- _WRITTEN EXERCISE_
Copy every line of the records below word for word, leaving out the pictures.

— Start —

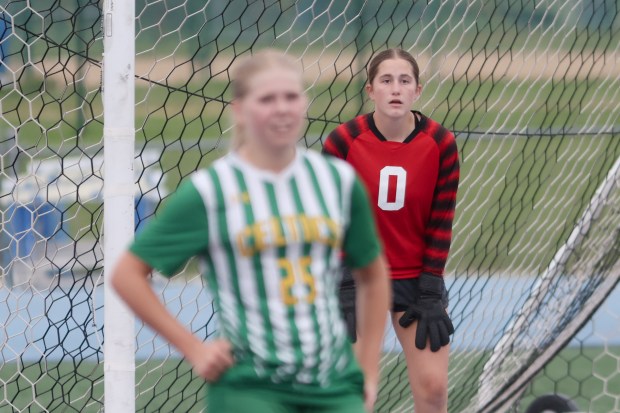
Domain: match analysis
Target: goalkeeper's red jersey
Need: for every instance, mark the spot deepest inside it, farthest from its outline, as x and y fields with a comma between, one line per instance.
x=412, y=186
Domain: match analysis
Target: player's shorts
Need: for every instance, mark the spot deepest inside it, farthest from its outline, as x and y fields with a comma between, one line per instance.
x=243, y=399
x=404, y=293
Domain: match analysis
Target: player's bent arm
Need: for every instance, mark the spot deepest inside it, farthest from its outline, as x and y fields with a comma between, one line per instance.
x=130, y=281
x=373, y=300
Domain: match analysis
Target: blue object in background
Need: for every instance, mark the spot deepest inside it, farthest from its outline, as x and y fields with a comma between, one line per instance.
x=29, y=223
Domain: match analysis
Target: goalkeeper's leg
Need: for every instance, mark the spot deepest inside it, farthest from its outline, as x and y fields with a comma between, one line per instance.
x=427, y=370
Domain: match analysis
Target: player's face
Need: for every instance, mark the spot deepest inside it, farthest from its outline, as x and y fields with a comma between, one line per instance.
x=394, y=89
x=274, y=109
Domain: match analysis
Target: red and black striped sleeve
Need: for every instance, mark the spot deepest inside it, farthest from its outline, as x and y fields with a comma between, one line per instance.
x=339, y=141
x=438, y=235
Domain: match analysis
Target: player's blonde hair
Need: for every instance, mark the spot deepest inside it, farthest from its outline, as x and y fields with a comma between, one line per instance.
x=249, y=67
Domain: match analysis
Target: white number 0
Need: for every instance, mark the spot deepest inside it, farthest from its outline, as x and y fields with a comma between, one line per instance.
x=384, y=183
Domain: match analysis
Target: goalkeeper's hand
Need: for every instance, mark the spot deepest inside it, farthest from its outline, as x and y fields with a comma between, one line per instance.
x=434, y=324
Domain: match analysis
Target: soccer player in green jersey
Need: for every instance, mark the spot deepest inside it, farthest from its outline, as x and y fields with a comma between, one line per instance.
x=270, y=221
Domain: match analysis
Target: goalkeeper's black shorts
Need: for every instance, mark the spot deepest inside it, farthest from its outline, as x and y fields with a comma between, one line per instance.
x=404, y=293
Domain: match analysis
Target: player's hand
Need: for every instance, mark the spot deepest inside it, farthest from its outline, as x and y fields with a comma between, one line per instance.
x=210, y=359
x=370, y=394
x=434, y=324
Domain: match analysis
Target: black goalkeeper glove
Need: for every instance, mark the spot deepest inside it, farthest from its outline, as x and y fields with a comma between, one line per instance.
x=433, y=321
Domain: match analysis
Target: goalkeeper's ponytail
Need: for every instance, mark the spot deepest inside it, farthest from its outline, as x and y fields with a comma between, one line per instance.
x=248, y=68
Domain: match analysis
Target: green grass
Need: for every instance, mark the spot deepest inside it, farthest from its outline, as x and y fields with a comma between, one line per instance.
x=585, y=375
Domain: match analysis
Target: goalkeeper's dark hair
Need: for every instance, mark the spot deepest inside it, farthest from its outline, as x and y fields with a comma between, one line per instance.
x=245, y=70
x=373, y=66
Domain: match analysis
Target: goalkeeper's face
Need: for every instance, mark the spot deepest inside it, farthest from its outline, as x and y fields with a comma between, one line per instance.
x=394, y=89
x=273, y=111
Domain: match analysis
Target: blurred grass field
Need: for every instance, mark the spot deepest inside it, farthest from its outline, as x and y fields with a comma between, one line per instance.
x=170, y=386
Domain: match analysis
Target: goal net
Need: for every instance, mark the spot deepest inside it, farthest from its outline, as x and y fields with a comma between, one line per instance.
x=530, y=89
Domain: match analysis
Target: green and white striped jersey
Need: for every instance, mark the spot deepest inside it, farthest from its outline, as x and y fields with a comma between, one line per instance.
x=272, y=245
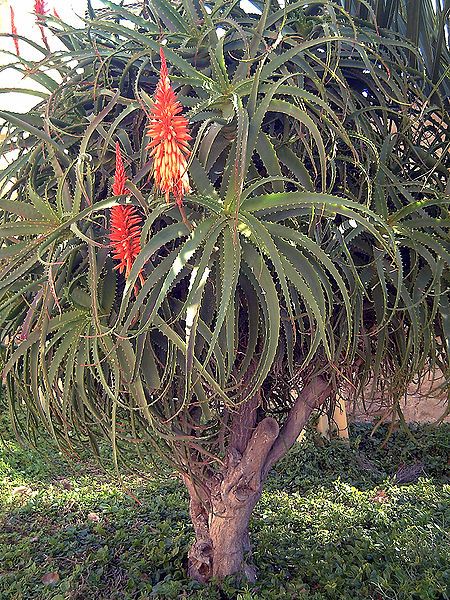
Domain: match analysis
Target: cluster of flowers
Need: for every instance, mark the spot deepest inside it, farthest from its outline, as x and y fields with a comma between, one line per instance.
x=40, y=10
x=169, y=136
x=169, y=147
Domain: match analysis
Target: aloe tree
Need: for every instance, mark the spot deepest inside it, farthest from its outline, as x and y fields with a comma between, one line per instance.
x=306, y=253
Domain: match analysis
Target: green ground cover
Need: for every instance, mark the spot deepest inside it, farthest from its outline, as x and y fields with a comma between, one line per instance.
x=334, y=522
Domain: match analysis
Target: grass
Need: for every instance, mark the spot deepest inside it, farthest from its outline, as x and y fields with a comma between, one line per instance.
x=333, y=523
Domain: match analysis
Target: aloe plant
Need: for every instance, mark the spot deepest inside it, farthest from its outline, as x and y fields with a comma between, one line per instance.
x=306, y=253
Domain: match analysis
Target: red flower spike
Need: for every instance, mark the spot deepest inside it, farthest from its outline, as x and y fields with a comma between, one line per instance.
x=169, y=136
x=14, y=30
x=120, y=177
x=125, y=226
x=40, y=8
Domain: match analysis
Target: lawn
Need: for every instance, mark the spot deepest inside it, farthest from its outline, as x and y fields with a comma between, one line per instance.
x=334, y=522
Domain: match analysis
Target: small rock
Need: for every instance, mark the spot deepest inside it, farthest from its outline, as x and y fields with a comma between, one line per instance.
x=380, y=497
x=50, y=578
x=93, y=517
x=22, y=490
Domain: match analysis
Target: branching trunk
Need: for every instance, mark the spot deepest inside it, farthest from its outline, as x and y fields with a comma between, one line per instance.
x=221, y=507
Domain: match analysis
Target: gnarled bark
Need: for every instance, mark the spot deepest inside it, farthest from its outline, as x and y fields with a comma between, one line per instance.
x=221, y=507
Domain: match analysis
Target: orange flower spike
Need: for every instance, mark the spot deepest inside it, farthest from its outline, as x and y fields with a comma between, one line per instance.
x=125, y=225
x=168, y=131
x=120, y=177
x=14, y=30
x=40, y=8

— End —

- _REPLY TO THE EXERCISE_
Domain: match analysis
Target: goalkeeper's red jersey
Need: for every instance, mark the spot deepest inside it, farthest from its outline, as x and y fields with a comma between, one line per instance.
x=412, y=186
Domain: match analysis
Target: player's shorts
Need: for every instance, mark the spot deepest inside it, farthest from its outline, as x and y fields with a comma between, one line per instance.
x=243, y=399
x=404, y=293
Domain: match analysis
Target: player's bent arm
Need: for every instance, mark the spot deepest inside it, farthest from its outline, as x and y fields with a comma between, one line per instance.
x=130, y=281
x=373, y=300
Domain: match analysis
Target: blue object in background
Need: for every instance, mark the spot deepest inside it, farthest from its outline, as x and y fields with a comma between, one line per instance.
x=29, y=223
Domain: match analysis
Target: goalkeeper's leg
Need: for every instance, mark the spot deepest inside it, farthest from its outline, as x and y fields with a comma between, one line per instance.
x=427, y=370
Domain: match analysis
Target: player's face
Need: for every instance, mark the spot deepest inside it, farthest from its outline, as x and y fields with a comma between, one line per instance.
x=394, y=89
x=274, y=109
Domain: match analysis
Target: red and black striped sleeve
Need: for every instance, mark the spot deepest inside it, farthest from its outline, as x and y fields with a comma between, one line per instance.
x=339, y=141
x=438, y=235
Domain: match analysis
Target: player's blonde hair
Need: for every instance, mark the spot deepest inside it, farthest from its outline, as x and y fields with a comma between, one line per instance.
x=249, y=67
Domain: match analysis
Target: white number 0
Need: for every instance, mark the spot deepest inside it, farthest from its outline, as x and y fields with a comma between, one line per instance.
x=384, y=183
Domain: match analysis
Target: goalkeeper's hand
Need: for every instance, mark the spot deepest inside it, farthest from its outline, as x and y fields with a comma between, one line per instance.
x=434, y=324
Domain: match analysis
Target: soccer player in green jersey
Need: for every instance, mark the spot deepest inside it, farthest from its outline, as x and y fields with a comma between, one line per instance.
x=270, y=221
Domain: match analysis
Target: goalkeeper's black shorts
Need: for every instance, mark the spot deepest inside it, farthest from its outline, as x and y fields with a comma between, one line per instance.
x=404, y=293
Domain: match analysis
Target: player's hand
Need: for every instance, mark the spot deepest inside it, farthest from its outline, as x and y fields with a comma between, one line per instance.
x=210, y=359
x=370, y=394
x=434, y=324
Domain: match analysis
Target: black goalkeeper glove
Need: for every instance, mark the spot deepest inside it, farthest from its outline, as x and y fields with a comma between, one line per instance.
x=433, y=321
Domain: match analysis
Target: goalkeeper's ponytail
Need: for every instance, mark the spot deepest inside it, farthest from its outline, as x and y fields with a comma between, one line per instance.
x=248, y=68
Domain: match analysis
Target: green grass
Need: for every instance, mark the spot deepest inside it, farthest from its outline, as x and y fields with a comma between, one line per instance.
x=585, y=375
Domain: match analysis
Target: goalkeeper's dark hair
Need: for every instance, mark the spot deepest inside it, farthest from its outline, as x and y fields with a comma between, one line per instance.
x=245, y=70
x=373, y=66
Domain: match analysis
Target: goalkeeper's face
Need: for every instance, mark the spot deepest inside it, farthest from its outline, as x and y fields with a comma between, one line per instance.
x=394, y=89
x=273, y=111
Domain: match analysis
Target: blurred grass field
Need: for every instance, mark the spot deepest inside it, farthest from its outline, as x and y fields with a comma between, one line per instance.
x=170, y=386
Domain: match analysis
Target: goal net
Need: for every instance, mark the spot deepest inside it, farthest from its outline, as x and y fields with a comma between, one line per instance.
x=530, y=89
Domain: match analysis
Target: green and white striped jersey
Need: for every instance, mark the spot deepest inside it, farthest from its outline, as x and y fields with a comma between, one line per instance.
x=272, y=245
Domain: match analysis
Target: cluster of flowers
Need: for every instance, mark the spot deepest inside it, farthest from its outline, as x and y fields with a comma between, one line per instance.
x=40, y=10
x=169, y=136
x=169, y=147
Domain: match analysis
Target: aloe tree
Need: for every instance, mark the spot deepest inside it, farthest from its outline, as x and y fields with a comma between, one line per instance.
x=306, y=253
Domain: match analysis
Target: green ground cover
Need: for every instance, mark the spot deepest inside it, farthest from its outline, as x and y fields with a comma between, one line per instance.
x=334, y=522
Domain: match analysis
Target: grass
Need: for every instance, mark the spot deepest inside it, farthest from its outline, as x and y fields with a comma between, one line per instance.
x=333, y=523
Domain: match analysis
Target: aloe plant
Need: for every instance, mark the spot deepest inside it, farthest from its outline, as x and y fields with a comma between, one line per instance.
x=306, y=253
Domain: match analysis
Target: red flower spike
Need: for every instance, mark the spot deepest inside it, farthest from its outline, as x and y fields with a comma between, one line per instance.
x=169, y=136
x=14, y=30
x=120, y=177
x=125, y=226
x=40, y=8
Domain: match analysis
Target: lawn
Need: for every instance, mark the spot deepest inside it, farthest from its outline, as x and y fields with a comma between, one line per instance.
x=334, y=522
Domain: match analysis
Target: small rock
Need: for every instance, mark the spot deepest inside it, farthest from its outline, as x and y fields with a comma between, one line per instance.
x=380, y=497
x=50, y=578
x=93, y=517
x=22, y=490
Domain: match analysis
Target: branching trunk
Need: for every instance, mark the spot deepest inside it, farthest from its outline, as x and y fields with a comma between, one line per instance.
x=221, y=507
Domain: match analysis
Target: gnarled bark
Need: for every instance, mark the spot deepest inside it, farthest from its outline, as x and y fields with a comma between, one line per instance.
x=221, y=507
Domain: match analysis
Target: orange flower spike
Need: for every instance, mark the spot deepest inside it, farthest from its outline, as x and y fields with a comma between, one line per instance.
x=125, y=225
x=168, y=131
x=120, y=177
x=14, y=30
x=40, y=8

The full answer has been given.